The directories set up for sharing on the laptop through
LimeWire included the directory “Z” and its folder “R@Y,”
two directories where Flyer had admitted to saving child pornography. In a subfolder of “R@Y,” Gumtow discovered files
identical to those that Andrews claimed to have downloaded.
Before Gumtow performed his analysis, the Apple laptop
had been in the custody of FBI Special Agent Robert J.
Meshinsky. While attempting to image the laptop’s hard
drive, Meshinsky mistakenly allowed his own computer’s
operating system to mount on the laptop and access the files
stored there. He later testified that he noticed the problem
approximately one hour after he had booted up the laptop. He
stopped the process, researched another method to use, and
successfully copied the hard drive. In his report, Meshinsky
made no mention of the improper mounting of the target hard
drive. He stated that “[a]pproved procedures and protocols
were used as tested and verified by the FBI,” a statement
which he later admitted to be false.

### RAW RECORDS:
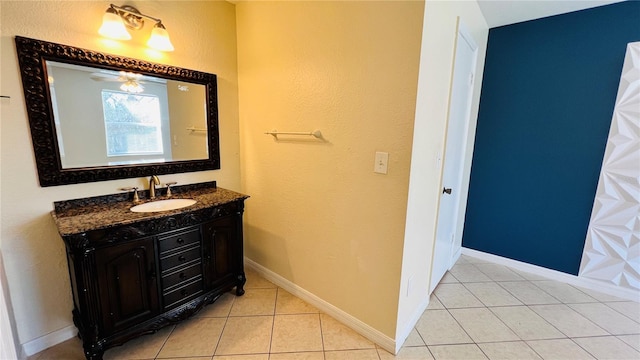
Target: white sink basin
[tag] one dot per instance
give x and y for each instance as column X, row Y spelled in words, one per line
column 163, row 205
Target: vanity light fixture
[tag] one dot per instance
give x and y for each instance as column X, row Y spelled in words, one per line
column 117, row 19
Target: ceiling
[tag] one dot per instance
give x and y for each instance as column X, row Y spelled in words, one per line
column 505, row 12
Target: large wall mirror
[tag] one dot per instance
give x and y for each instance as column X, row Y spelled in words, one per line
column 96, row 117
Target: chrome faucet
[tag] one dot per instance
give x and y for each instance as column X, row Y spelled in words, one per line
column 153, row 181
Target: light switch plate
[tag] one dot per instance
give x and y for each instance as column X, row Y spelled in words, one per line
column 381, row 162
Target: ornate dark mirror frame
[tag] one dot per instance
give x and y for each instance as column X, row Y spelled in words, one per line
column 32, row 57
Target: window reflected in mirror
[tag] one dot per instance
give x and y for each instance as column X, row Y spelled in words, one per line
column 105, row 117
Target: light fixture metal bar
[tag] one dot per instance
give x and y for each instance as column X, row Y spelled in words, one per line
column 133, row 12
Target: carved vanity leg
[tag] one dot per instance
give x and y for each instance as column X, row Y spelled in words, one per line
column 94, row 353
column 240, row 284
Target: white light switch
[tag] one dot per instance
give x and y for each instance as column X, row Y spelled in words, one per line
column 381, row 162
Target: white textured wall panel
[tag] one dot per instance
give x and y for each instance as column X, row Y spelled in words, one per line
column 612, row 247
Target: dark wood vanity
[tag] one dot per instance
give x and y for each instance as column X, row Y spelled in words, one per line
column 134, row 273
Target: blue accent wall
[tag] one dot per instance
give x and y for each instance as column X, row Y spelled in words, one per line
column 548, row 94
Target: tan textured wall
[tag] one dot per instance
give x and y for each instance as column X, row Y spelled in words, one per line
column 203, row 33
column 318, row 215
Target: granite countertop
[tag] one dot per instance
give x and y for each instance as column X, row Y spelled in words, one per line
column 81, row 215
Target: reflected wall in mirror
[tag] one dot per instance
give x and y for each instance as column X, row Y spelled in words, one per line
column 95, row 116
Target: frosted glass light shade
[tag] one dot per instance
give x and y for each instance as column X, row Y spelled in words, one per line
column 113, row 27
column 159, row 39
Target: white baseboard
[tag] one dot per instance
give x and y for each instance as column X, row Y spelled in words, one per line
column 403, row 334
column 583, row 282
column 355, row 324
column 44, row 342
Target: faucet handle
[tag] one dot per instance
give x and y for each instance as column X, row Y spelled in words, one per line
column 168, row 185
column 135, row 192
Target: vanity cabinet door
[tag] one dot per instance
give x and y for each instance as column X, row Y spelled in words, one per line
column 221, row 250
column 127, row 284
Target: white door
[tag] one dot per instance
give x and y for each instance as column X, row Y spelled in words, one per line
column 456, row 138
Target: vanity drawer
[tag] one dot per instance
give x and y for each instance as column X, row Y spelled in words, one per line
column 175, row 241
column 181, row 294
column 180, row 258
column 177, row 277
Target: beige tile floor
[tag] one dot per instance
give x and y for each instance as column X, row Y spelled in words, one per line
column 480, row 310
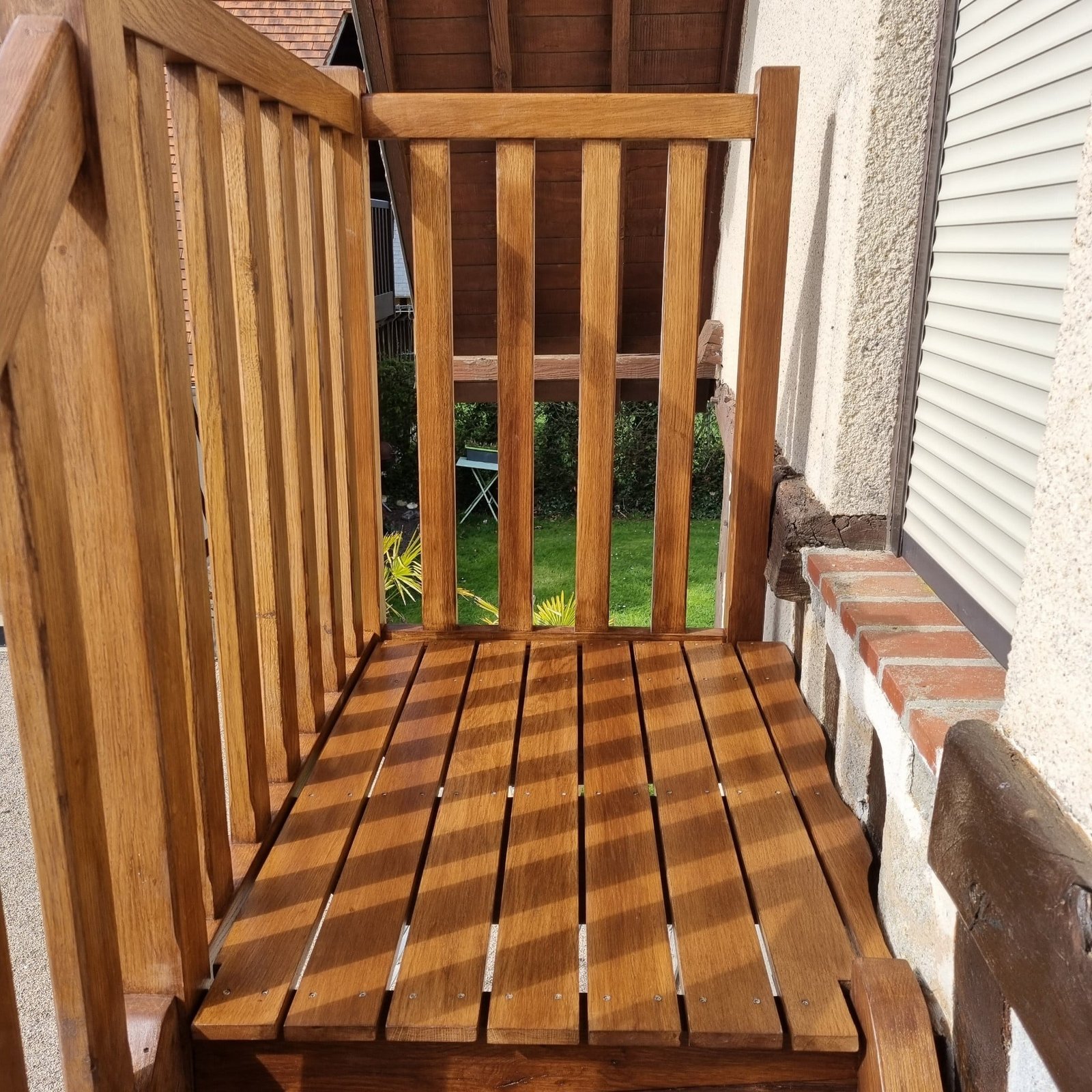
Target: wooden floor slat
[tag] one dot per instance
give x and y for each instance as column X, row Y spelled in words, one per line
column 807, row 942
column 803, row 747
column 730, row 1002
column 343, row 988
column 438, row 997
column 265, row 947
column 535, row 984
column 631, row 995
column 416, row 886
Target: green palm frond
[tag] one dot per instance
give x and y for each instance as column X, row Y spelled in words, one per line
column 401, row 571
column 556, row 611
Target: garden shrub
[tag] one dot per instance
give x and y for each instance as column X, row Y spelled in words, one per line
column 556, row 435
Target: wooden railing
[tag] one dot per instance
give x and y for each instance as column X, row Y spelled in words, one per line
column 150, row 675
column 169, row 693
column 602, row 123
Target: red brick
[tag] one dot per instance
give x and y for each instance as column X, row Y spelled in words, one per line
column 906, row 682
column 895, row 586
column 930, row 726
column 879, row 644
column 857, row 614
column 857, row 562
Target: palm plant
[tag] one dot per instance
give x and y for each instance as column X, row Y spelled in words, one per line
column 401, row 571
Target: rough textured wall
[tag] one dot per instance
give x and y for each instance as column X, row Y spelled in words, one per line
column 1046, row 711
column 866, row 72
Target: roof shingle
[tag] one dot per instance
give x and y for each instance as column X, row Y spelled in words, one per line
column 307, row 27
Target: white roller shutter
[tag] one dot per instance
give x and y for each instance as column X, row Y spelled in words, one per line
column 1018, row 109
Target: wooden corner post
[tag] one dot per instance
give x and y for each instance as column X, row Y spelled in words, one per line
column 764, row 256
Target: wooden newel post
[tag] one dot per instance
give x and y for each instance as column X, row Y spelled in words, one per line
column 766, row 250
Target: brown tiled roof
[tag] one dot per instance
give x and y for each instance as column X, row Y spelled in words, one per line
column 307, row 27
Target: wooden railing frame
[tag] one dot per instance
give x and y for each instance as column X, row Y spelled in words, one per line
column 103, row 567
column 689, row 123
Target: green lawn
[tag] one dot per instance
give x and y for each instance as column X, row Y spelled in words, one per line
column 555, row 567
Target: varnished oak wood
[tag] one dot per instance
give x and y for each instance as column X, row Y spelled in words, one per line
column 248, row 218
column 631, row 983
column 334, row 402
column 729, row 997
column 278, row 156
column 762, row 311
column 195, row 101
column 52, row 685
column 802, row 745
column 409, row 1067
column 180, row 450
column 599, row 345
column 671, row 544
column 438, row 996
column 341, row 993
column 807, row 942
column 42, row 147
column 355, row 254
column 209, row 35
column 314, row 316
column 516, row 336
column 899, row 1051
column 431, row 164
column 251, row 990
column 530, row 115
column 535, row 983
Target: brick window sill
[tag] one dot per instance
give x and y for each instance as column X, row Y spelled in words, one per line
column 882, row 622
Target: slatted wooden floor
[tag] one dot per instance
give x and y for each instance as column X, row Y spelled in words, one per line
column 565, row 844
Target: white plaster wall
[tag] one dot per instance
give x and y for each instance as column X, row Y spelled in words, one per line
column 1048, row 711
column 866, row 74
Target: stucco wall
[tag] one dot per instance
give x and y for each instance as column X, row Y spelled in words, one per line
column 866, row 74
column 1048, row 713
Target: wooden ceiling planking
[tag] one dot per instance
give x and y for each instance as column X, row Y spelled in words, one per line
column 562, row 45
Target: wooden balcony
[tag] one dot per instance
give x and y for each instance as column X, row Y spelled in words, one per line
column 282, row 844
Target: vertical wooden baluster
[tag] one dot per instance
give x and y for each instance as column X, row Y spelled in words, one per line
column 322, row 207
column 191, row 571
column 240, row 118
column 52, row 682
column 362, row 399
column 764, row 298
column 195, row 101
column 11, row 1040
column 678, row 373
column 431, row 173
column 101, row 300
column 516, row 387
column 313, row 376
column 600, row 287
column 294, row 405
column 331, row 153
column 300, row 578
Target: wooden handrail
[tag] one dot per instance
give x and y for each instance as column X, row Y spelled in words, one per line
column 42, row 147
column 547, row 116
column 202, row 32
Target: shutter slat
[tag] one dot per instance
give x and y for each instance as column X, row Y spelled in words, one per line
column 1043, row 305
column 1016, row 364
column 1014, row 491
column 1039, row 271
column 1033, row 41
column 1026, row 87
column 1046, row 134
column 1048, row 169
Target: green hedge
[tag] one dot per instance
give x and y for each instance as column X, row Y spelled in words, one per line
column 555, row 449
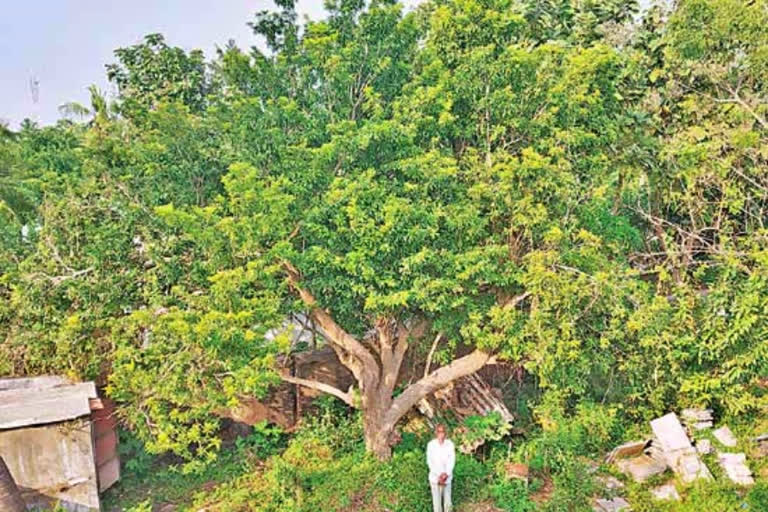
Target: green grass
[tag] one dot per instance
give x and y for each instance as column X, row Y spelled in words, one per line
column 324, row 466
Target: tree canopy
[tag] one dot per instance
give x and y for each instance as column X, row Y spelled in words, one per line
column 576, row 188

### WORK TO COMPLETE:
A. In the passage on the laptop examination, reproduce word for word the stretch from "The directories set" through "Agent Robert J.".
B. According to the passage on the laptop examination, how long after booting up the laptop did Meshinsky notice the problem?
C. Extend the passage on the laptop examination beyond its final sentence.

### RESPONSES FOR EACH TASK:
A.
The directories set up for sharing on the laptop through
LimeWire included the directory “Z” and its folder “R@Y,”
two directories where Flyer had admitted to saving child pornography. In a subfolder of “R@Y,” Gumtow discovered files
identical to those that Andrews claimed to have downloaded.
Before Gumtow performed his analysis, the Apple laptop
had been in the custody of FBI Special Agent Robert J.

B. Approximately one hour.

C.
Defense expert Loehrs independently examined the Apple
laptop and discovered that 6,100 files listed last access dates
of November 3, 2005, when Meshinksy examined the
machine, and that an additional 63,000 files—including the
two files allegedly downloaded by Andrews on March 9 and
10, 2004—listed last access dates of March 18, 2005, between
2:05 p.m. and 3:53 p.m. Both dates post-dated seizure of the
laptop from Flyer’s residence. No information could be recovered regarding any previous access dates for the two files.
Meshinsky reviewed Loehrs’s findings and agreed with them.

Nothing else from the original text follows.